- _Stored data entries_
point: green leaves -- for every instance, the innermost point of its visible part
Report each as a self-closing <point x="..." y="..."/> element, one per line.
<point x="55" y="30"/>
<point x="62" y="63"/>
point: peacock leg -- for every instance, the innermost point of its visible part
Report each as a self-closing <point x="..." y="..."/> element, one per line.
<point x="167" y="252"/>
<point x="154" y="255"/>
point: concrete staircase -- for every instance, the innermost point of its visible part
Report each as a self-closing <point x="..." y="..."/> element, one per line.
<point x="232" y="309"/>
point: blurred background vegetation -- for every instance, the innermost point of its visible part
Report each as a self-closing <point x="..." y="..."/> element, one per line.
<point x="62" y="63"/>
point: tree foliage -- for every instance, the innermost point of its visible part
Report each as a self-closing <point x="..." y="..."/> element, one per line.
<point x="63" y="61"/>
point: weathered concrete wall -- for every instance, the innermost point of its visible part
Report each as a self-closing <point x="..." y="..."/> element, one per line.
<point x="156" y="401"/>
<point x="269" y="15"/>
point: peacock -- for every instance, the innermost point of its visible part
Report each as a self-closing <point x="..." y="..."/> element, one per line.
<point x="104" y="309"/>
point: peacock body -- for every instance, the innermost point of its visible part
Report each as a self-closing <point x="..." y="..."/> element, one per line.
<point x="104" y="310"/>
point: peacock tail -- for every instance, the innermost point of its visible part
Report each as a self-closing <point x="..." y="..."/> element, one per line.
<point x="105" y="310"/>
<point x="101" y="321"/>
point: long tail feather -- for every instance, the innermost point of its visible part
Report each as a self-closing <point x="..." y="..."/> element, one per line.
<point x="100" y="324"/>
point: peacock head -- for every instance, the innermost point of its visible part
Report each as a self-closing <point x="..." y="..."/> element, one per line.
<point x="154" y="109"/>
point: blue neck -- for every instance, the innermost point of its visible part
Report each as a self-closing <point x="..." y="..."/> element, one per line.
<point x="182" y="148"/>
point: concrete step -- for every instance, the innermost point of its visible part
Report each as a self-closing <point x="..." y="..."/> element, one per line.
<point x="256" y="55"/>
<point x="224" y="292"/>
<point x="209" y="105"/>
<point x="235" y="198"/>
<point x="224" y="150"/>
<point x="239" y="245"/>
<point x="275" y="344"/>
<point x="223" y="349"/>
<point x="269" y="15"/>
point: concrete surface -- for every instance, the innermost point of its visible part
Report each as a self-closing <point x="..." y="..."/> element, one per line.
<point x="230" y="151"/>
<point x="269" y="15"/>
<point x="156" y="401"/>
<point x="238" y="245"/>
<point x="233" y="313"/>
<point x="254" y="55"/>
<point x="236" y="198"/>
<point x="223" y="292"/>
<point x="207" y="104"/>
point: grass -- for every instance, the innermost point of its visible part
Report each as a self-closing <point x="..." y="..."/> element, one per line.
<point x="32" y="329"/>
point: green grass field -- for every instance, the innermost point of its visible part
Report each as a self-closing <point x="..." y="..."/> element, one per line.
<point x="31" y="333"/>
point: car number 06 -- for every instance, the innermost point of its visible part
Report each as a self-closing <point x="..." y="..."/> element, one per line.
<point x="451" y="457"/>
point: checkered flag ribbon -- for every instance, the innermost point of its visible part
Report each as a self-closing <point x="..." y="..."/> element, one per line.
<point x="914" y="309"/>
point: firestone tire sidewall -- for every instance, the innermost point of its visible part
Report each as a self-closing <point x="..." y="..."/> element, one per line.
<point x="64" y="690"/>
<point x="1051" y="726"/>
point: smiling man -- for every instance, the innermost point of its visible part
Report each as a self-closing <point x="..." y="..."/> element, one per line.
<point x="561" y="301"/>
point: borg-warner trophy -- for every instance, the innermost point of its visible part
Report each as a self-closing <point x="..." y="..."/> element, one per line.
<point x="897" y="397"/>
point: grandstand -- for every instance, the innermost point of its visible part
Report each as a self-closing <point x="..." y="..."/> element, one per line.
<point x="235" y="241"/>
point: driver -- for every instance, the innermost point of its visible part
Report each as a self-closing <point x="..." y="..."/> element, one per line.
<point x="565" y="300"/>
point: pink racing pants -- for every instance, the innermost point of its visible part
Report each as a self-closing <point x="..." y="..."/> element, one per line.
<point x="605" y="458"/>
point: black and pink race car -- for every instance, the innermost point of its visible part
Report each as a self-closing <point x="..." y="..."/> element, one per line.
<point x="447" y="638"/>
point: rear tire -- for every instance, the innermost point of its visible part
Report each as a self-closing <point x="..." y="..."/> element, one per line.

- _EXERCISE DETAILS_
Go through the records above and return every line that holds the string "pink".

- _TASK ANSWER_
point: pink racing pants -- for every instance, the innermost point of its visible part
point: black and pink race car -- for every instance, the innermost point of its visible part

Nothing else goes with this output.